- WHAT IS NEEDED
What is wanted is an exact copy of all the entries.

[[ RECORDS FOR THE EXERCISE, beginning ]]

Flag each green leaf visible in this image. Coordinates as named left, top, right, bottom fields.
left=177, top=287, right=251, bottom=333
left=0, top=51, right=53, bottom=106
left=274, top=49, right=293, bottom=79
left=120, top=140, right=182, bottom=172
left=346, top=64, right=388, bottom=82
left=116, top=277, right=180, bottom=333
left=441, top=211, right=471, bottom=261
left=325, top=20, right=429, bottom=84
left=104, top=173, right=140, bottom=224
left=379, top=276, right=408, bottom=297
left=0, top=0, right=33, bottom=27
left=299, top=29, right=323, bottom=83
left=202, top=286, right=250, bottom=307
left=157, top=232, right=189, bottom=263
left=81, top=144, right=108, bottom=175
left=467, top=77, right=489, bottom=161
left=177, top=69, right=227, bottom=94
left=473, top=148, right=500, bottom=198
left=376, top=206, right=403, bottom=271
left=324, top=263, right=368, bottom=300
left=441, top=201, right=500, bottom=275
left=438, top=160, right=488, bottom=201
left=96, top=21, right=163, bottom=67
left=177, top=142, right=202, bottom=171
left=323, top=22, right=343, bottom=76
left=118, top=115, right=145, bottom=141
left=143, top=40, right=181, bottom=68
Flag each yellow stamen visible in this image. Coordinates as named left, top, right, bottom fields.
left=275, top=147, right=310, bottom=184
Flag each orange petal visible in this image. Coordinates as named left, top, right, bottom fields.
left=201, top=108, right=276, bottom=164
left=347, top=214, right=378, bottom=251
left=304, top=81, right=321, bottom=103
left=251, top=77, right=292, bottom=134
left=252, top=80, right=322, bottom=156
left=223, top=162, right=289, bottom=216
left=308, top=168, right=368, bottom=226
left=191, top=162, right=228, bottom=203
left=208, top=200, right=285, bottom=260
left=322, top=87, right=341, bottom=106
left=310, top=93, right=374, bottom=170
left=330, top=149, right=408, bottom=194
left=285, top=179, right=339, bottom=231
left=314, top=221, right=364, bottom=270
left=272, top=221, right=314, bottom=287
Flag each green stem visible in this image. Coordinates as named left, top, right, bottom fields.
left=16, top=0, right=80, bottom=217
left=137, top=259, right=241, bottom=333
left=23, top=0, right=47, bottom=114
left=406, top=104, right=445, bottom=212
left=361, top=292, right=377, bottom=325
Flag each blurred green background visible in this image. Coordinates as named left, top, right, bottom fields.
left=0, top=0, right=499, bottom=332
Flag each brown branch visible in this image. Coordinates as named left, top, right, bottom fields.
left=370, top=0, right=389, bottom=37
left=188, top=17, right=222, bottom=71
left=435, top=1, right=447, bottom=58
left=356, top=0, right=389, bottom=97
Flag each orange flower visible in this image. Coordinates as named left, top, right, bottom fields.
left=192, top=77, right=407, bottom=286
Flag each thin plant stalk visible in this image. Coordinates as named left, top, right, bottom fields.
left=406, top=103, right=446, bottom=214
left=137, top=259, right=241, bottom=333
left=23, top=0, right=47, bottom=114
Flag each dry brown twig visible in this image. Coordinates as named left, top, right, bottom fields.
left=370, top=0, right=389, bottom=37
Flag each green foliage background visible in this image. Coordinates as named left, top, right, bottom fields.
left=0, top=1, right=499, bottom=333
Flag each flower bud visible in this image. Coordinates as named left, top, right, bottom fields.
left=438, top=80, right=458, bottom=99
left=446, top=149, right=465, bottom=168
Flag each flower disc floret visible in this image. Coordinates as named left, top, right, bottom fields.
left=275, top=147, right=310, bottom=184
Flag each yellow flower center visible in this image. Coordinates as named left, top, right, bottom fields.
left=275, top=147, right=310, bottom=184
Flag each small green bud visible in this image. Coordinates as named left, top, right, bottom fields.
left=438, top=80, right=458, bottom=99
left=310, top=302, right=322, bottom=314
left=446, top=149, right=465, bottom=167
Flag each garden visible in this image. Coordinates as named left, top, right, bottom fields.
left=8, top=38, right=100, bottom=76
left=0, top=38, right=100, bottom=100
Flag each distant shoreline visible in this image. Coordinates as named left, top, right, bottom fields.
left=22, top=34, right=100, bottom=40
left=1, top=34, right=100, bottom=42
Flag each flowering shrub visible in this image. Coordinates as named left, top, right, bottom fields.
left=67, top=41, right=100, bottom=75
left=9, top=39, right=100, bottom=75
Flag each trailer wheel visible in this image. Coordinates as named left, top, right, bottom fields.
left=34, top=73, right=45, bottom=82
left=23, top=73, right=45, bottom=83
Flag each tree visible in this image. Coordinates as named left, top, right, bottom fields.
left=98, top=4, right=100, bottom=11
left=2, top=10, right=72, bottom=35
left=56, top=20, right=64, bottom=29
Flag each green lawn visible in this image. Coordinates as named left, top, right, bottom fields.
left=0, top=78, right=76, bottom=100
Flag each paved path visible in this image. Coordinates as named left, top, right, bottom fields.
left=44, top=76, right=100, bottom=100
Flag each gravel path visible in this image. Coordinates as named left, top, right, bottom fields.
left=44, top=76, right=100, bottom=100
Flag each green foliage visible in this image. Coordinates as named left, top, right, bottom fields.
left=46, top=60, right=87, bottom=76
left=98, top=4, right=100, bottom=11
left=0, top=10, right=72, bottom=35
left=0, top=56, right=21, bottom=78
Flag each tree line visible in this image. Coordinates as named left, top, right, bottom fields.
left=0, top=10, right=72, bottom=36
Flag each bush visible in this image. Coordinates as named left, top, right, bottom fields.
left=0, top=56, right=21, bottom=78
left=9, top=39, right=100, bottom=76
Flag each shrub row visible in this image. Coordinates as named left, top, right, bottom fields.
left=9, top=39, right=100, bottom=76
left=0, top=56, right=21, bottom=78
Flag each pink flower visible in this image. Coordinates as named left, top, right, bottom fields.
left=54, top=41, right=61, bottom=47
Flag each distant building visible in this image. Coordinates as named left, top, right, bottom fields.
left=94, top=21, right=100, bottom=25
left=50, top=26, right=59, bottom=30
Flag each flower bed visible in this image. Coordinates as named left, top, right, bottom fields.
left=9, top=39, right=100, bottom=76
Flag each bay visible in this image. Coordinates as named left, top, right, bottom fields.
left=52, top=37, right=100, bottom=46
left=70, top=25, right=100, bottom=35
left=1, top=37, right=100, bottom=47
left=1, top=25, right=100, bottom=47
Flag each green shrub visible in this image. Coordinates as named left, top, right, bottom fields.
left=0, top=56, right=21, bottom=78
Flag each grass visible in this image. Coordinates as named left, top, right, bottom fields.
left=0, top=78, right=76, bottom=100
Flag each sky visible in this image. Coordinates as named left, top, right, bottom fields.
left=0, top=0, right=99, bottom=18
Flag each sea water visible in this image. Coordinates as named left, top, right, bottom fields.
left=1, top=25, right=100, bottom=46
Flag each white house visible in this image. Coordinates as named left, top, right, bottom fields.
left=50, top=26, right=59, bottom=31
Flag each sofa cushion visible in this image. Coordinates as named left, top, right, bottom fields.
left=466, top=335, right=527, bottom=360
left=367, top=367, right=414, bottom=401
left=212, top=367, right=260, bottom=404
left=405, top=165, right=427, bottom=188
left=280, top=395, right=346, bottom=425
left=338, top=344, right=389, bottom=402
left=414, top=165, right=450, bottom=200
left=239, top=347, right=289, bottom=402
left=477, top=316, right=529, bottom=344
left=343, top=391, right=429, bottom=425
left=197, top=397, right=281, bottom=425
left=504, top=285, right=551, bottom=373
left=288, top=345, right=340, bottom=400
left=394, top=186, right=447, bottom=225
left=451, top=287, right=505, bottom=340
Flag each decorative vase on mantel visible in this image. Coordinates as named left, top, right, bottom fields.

[[ RECORDS FOR THE EXERCISE, end ]]

- ANSWER TO THE EXERCISE
Flag each green leaf visible in this image. Coordinates as named left, top, right, bottom fields.
left=177, top=287, right=251, bottom=333
left=0, top=51, right=53, bottom=106
left=274, top=49, right=293, bottom=79
left=120, top=140, right=182, bottom=172
left=346, top=64, right=388, bottom=82
left=116, top=277, right=180, bottom=333
left=441, top=211, right=471, bottom=261
left=325, top=20, right=429, bottom=84
left=104, top=173, right=140, bottom=224
left=379, top=276, right=408, bottom=297
left=0, top=0, right=33, bottom=27
left=299, top=29, right=323, bottom=83
left=202, top=286, right=250, bottom=307
left=157, top=232, right=189, bottom=263
left=81, top=144, right=108, bottom=175
left=467, top=77, right=489, bottom=161
left=177, top=69, right=227, bottom=94
left=473, top=148, right=500, bottom=198
left=376, top=206, right=403, bottom=271
left=324, top=263, right=368, bottom=300
left=441, top=201, right=500, bottom=275
left=438, top=160, right=488, bottom=201
left=96, top=21, right=163, bottom=67
left=177, top=142, right=202, bottom=171
left=323, top=22, right=343, bottom=76
left=118, top=115, right=145, bottom=141
left=143, top=40, right=181, bottom=68
Flag each yellow stamen visible in this image. Coordinates as named left, top, right, bottom fields.
left=275, top=147, right=310, bottom=184
Flag each orange petal visible in this image. Coordinates as named left, top, right, bottom fields.
left=201, top=108, right=276, bottom=164
left=347, top=214, right=378, bottom=251
left=304, top=81, right=321, bottom=103
left=251, top=77, right=292, bottom=134
left=252, top=80, right=322, bottom=156
left=223, top=162, right=289, bottom=216
left=308, top=168, right=368, bottom=226
left=191, top=162, right=228, bottom=203
left=208, top=200, right=285, bottom=260
left=322, top=87, right=341, bottom=106
left=310, top=93, right=374, bottom=170
left=330, top=149, right=408, bottom=194
left=285, top=179, right=339, bottom=231
left=314, top=221, right=364, bottom=270
left=272, top=221, right=314, bottom=287
Flag each green stem visible in this image. Coordinates as named left, top, right, bottom fields.
left=16, top=0, right=80, bottom=217
left=137, top=259, right=241, bottom=333
left=23, top=0, right=47, bottom=114
left=406, top=104, right=445, bottom=212
left=361, top=292, right=377, bottom=325
Flag each blurred green background visible in this image. Coordinates as named left, top, right, bottom fields.
left=0, top=0, right=499, bottom=332
Flag each brown branch visible in this image. Coordinates as named left, top, right, bottom fields.
left=370, top=0, right=389, bottom=37
left=188, top=17, right=222, bottom=71
left=435, top=1, right=447, bottom=58
left=356, top=0, right=389, bottom=97
Flag each orange flower visible in this image. Coordinates as named left, top, right, bottom fields.
left=192, top=77, right=407, bottom=286
Flag each thin plant stalk visible in this image. Coordinates as named left, top, right, bottom fields.
left=406, top=103, right=446, bottom=214
left=137, top=259, right=241, bottom=333
left=23, top=0, right=47, bottom=114
Flag each dry brown twig visible in this image. Coordinates as named left, top, right, bottom fields.
left=370, top=0, right=389, bottom=37
Flag each green foliage background visible in this image. Coordinates as named left, top, right, bottom fields.
left=0, top=1, right=499, bottom=333
Flag each flower bud visible in this image. Coordinates as named left, top, right, bottom fields.
left=438, top=80, right=458, bottom=99
left=446, top=149, right=465, bottom=168
Flag each flower disc floret visible in this image. Coordinates as named left, top, right, bottom fields.
left=275, top=147, right=310, bottom=184
Flag each yellow flower center visible in this image. Coordinates as named left, top, right, bottom fields.
left=275, top=147, right=310, bottom=184
Flag each small green bud visible in this image. Coordinates as named left, top, right, bottom fields.
left=438, top=80, right=458, bottom=99
left=310, top=302, right=322, bottom=314
left=446, top=149, right=465, bottom=167
Flag each garden visible in this image. Coordinates as named left, top, right, bottom fields.
left=8, top=38, right=100, bottom=76
left=0, top=38, right=100, bottom=100
Flag each distant shoreline visible in this image. Coordinates as named left, top, right, bottom fields.
left=22, top=34, right=100, bottom=40
left=1, top=34, right=100, bottom=42
Flag each flowering shrub visible in this image. Coordinates as named left, top, right, bottom fields.
left=67, top=41, right=100, bottom=75
left=9, top=39, right=100, bottom=75
Flag each trailer wheel visible in this image. Coordinates as named left, top, right, bottom fields.
left=34, top=73, right=45, bottom=82
left=23, top=73, right=45, bottom=83
Flag each tree visible in this image. Coordinates as named left, top, right, bottom fields.
left=98, top=4, right=100, bottom=11
left=2, top=10, right=72, bottom=35
left=56, top=20, right=64, bottom=29
Flag each green lawn visible in this image. Coordinates as named left, top, right, bottom fields.
left=0, top=78, right=76, bottom=100
Flag each paved path visible in this image. Coordinates as named left, top, right, bottom fields.
left=44, top=76, right=100, bottom=100
Flag each gravel path visible in this image. Coordinates as named left, top, right, bottom fields.
left=44, top=76, right=100, bottom=100
Flag each green foliage visible in this image. Coordinates as named left, top, right, bottom fields.
left=46, top=60, right=87, bottom=76
left=98, top=4, right=100, bottom=11
left=0, top=10, right=72, bottom=35
left=0, top=56, right=21, bottom=78
Flag each tree line visible in this image. Coordinates as named left, top, right, bottom fields.
left=0, top=10, right=72, bottom=36
Flag each bush visible in this image. Coordinates as named left, top, right, bottom fields.
left=0, top=56, right=21, bottom=78
left=9, top=39, right=100, bottom=76
Flag each shrub row visible in this image. Coordinates as named left, top, right, bottom fields.
left=9, top=39, right=100, bottom=76
left=0, top=56, right=21, bottom=78
Flag each pink flower visible in this image. Coordinates as named left, top, right, bottom fields.
left=54, top=41, right=61, bottom=47
Flag each distant building visible in this image. Coordinates as named left, top, right, bottom fields.
left=94, top=21, right=100, bottom=25
left=50, top=26, right=59, bottom=30
Flag each flower bed visible in this image. Coordinates as named left, top, right, bottom fields.
left=9, top=39, right=100, bottom=76
Flag each bay visible in this image. Coordinates as named left, top, right, bottom fields.
left=52, top=37, right=100, bottom=46
left=70, top=25, right=100, bottom=35
left=1, top=37, right=100, bottom=47
left=1, top=25, right=100, bottom=47
Flag each green shrub visible in this image. Coordinates as named left, top, right, bottom fields.
left=0, top=56, right=21, bottom=78
Flag each grass visible in this image. Coordinates as named left, top, right, bottom fields.
left=0, top=78, right=76, bottom=100
Flag each sky visible in this image. Coordinates as named left, top, right, bottom fields.
left=0, top=0, right=99, bottom=18
Flag each sea water visible in this image. Coordinates as named left, top, right, bottom fields.
left=1, top=25, right=100, bottom=46
Flag each white house visible in this image. Coordinates as named left, top, right, bottom fields.
left=50, top=26, right=59, bottom=31
Flag each sofa cushion visible in this image. Coordinates as named left, top, right, bottom fields.
left=466, top=335, right=527, bottom=360
left=367, top=367, right=414, bottom=401
left=212, top=367, right=260, bottom=404
left=405, top=165, right=427, bottom=188
left=280, top=395, right=346, bottom=425
left=338, top=344, right=389, bottom=402
left=414, top=165, right=450, bottom=200
left=239, top=347, right=289, bottom=402
left=477, top=316, right=529, bottom=344
left=343, top=391, right=429, bottom=425
left=197, top=397, right=281, bottom=425
left=504, top=285, right=551, bottom=373
left=288, top=345, right=340, bottom=400
left=394, top=186, right=447, bottom=225
left=451, top=287, right=505, bottom=340
Flag each decorative vase on mantel visible in this image. Coordinates as named left, top, right, bottom fields.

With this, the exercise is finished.